-------- RECORDS FOR THIS TASK
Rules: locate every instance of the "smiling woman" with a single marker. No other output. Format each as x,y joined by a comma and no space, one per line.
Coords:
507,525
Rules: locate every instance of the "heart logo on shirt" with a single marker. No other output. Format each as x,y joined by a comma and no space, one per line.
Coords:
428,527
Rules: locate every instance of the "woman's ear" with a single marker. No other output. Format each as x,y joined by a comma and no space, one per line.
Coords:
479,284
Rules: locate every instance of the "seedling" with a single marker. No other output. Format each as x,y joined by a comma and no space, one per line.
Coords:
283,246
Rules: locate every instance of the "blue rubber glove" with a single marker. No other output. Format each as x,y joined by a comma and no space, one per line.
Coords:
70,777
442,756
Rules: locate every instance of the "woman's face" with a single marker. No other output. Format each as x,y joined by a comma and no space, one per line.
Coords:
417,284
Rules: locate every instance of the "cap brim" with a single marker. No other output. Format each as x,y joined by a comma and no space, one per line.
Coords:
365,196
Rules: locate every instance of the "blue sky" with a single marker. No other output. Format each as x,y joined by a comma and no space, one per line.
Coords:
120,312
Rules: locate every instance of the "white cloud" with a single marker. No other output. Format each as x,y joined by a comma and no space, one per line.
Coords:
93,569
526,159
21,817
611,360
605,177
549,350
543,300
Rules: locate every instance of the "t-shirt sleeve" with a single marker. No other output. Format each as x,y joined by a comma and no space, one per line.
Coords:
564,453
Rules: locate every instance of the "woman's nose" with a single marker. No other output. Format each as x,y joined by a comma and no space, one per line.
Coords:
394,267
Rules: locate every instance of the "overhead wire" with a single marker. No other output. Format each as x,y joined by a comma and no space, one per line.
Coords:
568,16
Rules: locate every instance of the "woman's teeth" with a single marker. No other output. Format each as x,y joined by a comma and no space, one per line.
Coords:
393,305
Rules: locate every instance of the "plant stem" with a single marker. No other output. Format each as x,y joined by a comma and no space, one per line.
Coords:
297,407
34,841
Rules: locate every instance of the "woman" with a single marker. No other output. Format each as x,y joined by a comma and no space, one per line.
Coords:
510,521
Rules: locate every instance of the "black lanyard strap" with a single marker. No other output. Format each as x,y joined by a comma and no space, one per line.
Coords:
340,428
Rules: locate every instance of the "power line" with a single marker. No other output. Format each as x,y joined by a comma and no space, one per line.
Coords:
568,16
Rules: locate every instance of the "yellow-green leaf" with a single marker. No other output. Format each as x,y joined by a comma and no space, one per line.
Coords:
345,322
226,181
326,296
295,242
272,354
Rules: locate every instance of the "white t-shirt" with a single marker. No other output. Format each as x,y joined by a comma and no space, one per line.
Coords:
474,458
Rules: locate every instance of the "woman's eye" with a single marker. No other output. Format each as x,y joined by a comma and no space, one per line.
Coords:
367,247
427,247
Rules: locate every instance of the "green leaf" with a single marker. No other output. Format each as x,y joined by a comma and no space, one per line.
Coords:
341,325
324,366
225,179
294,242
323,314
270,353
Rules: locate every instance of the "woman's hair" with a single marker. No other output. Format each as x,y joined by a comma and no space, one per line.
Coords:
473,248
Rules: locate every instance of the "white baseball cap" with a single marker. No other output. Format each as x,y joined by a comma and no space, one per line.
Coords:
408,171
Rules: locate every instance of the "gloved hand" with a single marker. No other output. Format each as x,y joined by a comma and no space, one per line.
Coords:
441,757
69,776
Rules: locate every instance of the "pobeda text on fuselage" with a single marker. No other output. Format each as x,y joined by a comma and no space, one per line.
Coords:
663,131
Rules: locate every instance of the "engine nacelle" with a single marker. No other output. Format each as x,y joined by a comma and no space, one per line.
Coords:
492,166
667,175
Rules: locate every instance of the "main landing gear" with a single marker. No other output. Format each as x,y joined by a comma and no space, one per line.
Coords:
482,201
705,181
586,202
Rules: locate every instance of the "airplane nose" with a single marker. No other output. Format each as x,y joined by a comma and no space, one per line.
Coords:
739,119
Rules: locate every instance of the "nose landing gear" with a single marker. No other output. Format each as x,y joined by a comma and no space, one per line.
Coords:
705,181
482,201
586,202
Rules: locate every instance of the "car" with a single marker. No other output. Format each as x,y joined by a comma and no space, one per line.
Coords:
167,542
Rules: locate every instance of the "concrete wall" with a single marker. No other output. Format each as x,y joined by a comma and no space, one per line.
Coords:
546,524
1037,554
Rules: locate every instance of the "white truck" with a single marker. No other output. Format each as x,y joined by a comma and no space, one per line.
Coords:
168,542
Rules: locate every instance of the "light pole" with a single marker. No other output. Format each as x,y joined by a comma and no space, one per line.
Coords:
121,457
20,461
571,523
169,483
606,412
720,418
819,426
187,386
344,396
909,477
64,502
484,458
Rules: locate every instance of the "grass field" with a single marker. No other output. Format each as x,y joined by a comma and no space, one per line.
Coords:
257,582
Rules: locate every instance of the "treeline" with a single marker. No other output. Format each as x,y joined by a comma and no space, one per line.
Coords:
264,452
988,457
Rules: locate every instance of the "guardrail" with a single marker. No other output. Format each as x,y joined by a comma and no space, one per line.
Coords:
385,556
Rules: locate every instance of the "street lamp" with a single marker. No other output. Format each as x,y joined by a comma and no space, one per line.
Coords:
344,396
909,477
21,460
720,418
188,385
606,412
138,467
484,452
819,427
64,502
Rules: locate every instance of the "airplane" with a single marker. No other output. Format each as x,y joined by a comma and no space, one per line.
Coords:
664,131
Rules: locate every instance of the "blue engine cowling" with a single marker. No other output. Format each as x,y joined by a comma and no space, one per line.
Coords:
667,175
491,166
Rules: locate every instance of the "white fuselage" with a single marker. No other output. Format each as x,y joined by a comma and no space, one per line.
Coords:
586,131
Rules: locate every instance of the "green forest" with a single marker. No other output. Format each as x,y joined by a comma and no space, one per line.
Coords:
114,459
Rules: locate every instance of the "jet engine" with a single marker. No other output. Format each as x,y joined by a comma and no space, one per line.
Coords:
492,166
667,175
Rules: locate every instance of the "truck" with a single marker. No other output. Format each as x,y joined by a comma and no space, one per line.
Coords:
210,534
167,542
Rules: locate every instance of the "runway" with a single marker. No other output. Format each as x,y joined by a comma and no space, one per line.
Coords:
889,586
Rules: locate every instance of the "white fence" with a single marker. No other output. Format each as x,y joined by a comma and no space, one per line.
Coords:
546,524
----------------
-------- RECORDS FOR THIS TASK
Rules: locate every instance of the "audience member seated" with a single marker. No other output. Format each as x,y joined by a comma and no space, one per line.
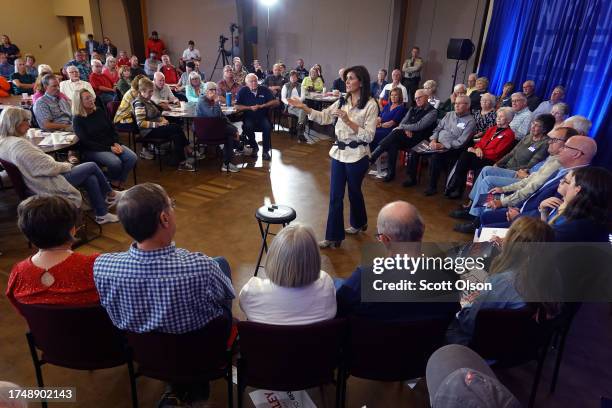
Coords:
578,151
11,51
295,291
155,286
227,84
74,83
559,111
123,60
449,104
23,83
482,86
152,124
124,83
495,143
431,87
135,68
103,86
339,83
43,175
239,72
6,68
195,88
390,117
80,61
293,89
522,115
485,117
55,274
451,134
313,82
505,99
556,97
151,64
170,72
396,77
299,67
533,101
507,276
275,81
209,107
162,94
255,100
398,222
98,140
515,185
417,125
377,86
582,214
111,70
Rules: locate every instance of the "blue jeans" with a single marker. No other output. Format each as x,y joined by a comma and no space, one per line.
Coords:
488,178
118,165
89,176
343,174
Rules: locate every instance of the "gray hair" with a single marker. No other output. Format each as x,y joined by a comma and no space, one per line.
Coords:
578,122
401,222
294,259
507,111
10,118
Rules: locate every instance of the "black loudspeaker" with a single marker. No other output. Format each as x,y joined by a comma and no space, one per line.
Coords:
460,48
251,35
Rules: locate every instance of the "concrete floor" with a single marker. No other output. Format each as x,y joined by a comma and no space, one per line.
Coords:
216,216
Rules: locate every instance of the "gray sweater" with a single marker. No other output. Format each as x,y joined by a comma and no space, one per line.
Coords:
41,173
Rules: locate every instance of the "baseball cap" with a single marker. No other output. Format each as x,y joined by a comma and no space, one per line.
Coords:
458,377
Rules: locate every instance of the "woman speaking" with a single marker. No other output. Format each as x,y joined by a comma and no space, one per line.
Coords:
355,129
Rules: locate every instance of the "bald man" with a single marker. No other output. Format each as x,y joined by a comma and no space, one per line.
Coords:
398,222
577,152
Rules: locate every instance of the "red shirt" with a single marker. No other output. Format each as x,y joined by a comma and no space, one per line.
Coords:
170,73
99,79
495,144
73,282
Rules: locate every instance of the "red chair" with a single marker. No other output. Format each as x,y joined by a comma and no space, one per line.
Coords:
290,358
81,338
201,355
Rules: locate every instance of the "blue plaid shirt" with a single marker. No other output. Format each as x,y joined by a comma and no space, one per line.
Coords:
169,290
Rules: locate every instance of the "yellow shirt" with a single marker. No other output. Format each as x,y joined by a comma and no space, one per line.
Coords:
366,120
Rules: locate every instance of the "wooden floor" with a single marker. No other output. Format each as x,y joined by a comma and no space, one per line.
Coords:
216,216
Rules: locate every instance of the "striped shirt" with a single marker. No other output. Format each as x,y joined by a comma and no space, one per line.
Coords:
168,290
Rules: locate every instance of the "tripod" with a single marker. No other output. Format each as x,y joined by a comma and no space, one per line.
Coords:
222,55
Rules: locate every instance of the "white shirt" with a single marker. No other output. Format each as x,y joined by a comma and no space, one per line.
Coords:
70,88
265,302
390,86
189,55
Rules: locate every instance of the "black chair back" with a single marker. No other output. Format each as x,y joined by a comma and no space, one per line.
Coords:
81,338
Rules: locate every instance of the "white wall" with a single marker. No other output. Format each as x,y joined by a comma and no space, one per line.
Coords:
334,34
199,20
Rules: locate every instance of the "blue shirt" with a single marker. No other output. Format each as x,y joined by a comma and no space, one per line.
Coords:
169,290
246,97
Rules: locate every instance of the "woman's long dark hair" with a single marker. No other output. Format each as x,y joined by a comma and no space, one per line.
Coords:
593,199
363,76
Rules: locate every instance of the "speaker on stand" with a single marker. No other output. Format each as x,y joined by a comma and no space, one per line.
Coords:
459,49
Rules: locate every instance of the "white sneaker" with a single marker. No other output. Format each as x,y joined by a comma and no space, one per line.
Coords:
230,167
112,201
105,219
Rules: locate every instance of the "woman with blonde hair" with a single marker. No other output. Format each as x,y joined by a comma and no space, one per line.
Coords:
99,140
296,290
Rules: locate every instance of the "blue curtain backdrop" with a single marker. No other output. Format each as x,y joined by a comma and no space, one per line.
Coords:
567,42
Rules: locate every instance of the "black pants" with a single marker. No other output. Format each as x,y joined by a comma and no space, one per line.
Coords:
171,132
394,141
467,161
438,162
----------------
**PROBLEM REQUIREMENTS:**
Tally the lines of the records above that contain the string "concrete", treating case as significant. Reply with the number only.

**RESPONSE BELOW:**
2